------ Page text ------

Electric field = 0 at what point on x axis?

[connor02]

Homework Statement

you have a +3C and a -1C charge on the x axis. the +3C charge is at the origin and the -1C is at x=1. At what point on the positive x-axis does E=0?

Homework Equations

E=kQ/r^2

The Attempt at a Solution

So i have

E=(-1k/r^2)+(3k/(1+r)^2)

Setting E=0

1k/r^2=3k/(1+r)^2

r= sqrt(0.5) = 0.707

is this correct?

 

[Villyer]

Will your answer be a point in between the two charges, or to the right of each of them?

 

[ehild]

The Attempt at a Solution

So i have

E=(-1k/r^2)+(3k/(1+r)^2)

What does "r" mean?

Setting E=0

1k/r^2=3k/(1+r)^2

r= sqrt(0.5) = 0.707

is this correct?

No, r= sqrt(0.5) is not correct. How did you get it?

ehild

 

[connor02]

ah, r=1.707?

 

[ehild]

What is r?

 

[connor02]

r=the point on the x-axis where the E firld is 0

right?

 

[ehild]

You used the expression of the electric field at distance "r" from a point charge. "r" is distance, not a point. What do you substitute for "r" for the 3C and -1C charges? ehild

 

[connor02]

my bad. r=distance to the right of the -1C charge. x=1.707 is the point on the x-axis where E=0.

------

# Objective
Answer these questions from the forum thread about the electric field on the x axis.
(a) Where on the x axis is the +3C charge placed?
(b) Which equation is listed under "Homework Equations"?
(c) In the last post, what does connor02 say "r" stands for?

------ Supplied data ------

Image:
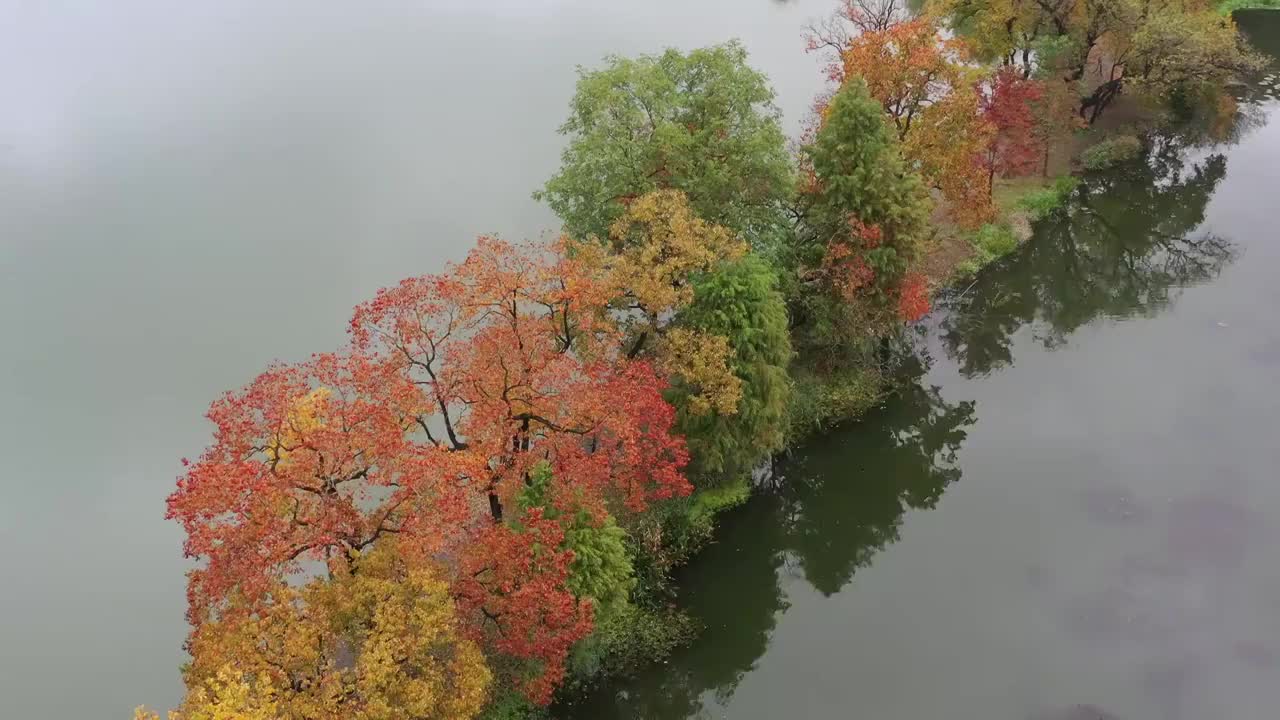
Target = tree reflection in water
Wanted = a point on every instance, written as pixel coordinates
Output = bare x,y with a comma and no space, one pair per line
828,511
1124,245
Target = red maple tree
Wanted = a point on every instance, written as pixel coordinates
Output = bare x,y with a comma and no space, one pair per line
1009,104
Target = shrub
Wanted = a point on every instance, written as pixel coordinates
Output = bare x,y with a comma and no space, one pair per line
1111,153
627,639
1038,204
819,400
995,241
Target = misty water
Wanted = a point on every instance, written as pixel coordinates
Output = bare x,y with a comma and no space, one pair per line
1070,509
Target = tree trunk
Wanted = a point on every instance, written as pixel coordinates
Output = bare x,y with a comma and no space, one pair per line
1092,106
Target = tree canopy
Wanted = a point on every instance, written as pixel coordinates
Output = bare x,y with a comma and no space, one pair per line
703,123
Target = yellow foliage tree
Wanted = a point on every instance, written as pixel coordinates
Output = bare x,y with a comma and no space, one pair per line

------

# Output of the exercise
(a) At the origin.
(b) E=kQ/r^2
(c) The distance to the right of the -1C charge.